* To be done
1. Could you duplicate the passage of the database design answer between "1. How users" and "posts by category?", inclusive, word for word?
2. Could you pick up the database design answer after its last sentence and carry it on?

* Document text
_ _ _
A lot of things depend on your product. We don't know:

  1. How users interact with each other?
  2. Do their actions (skips) need to be persisted, or are we ok, if they lose them above 99.9 percentile.
  3. Are their text modification on the posts, globally visible, or only to them.
  4. Are the users checking posts by category?

Said all these unknowns, I'll take a stab at it:

  • If the answer to question 4 is YES then option #2 seems more sound judging from your PKs.
  • If the answer to question 4 is NO then option #1 seems more sound judging from your PKs.

For database size, I think you're doing a bit of pre-optimization. You should take into account table width. Since your tables are very narrow (only a couple of columns and mainly ints), you shouldn't worry too much about the length of the specific table.

When that becomes a constraint, (which you can benchmark, or wait to see disk space on the specific servers), you can scale up the databases by sharding on the user easily. You basically put different users on different db servers.
_ _ _
* Raw data
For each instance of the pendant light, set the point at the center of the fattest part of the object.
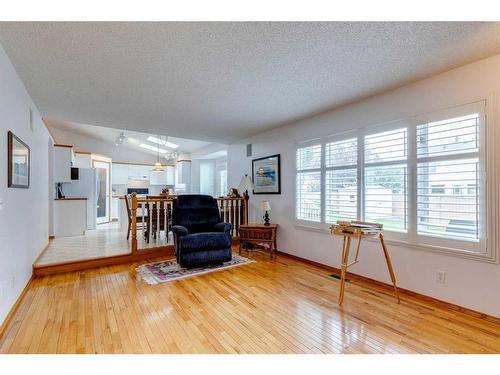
_ _ _
* Solved tasks
1.
1. How users interact with each other?
  2. Do their actions (skips) need to be persisted, or are we ok, if they lose them above 99.9 percentile.
  3. Are their text modification on the posts, globally visible, or only to them.
  4. Are the users checking posts by category?

2.
  • Note: Question 1 will determine how easy the above would be.

Said all this, keep in mind performance implications:

  1. The lists are going to get really long.
  2. If the users modification affect other users, you are going to have to do quite a bit of fan-out work, to publish the updates to the specific queues.

In that case, you might want to take a look at some distributed cache like Memcached, Redis.

  • Note: Depending on answers to Questions 2 & 3, you might not even need to persist the queues.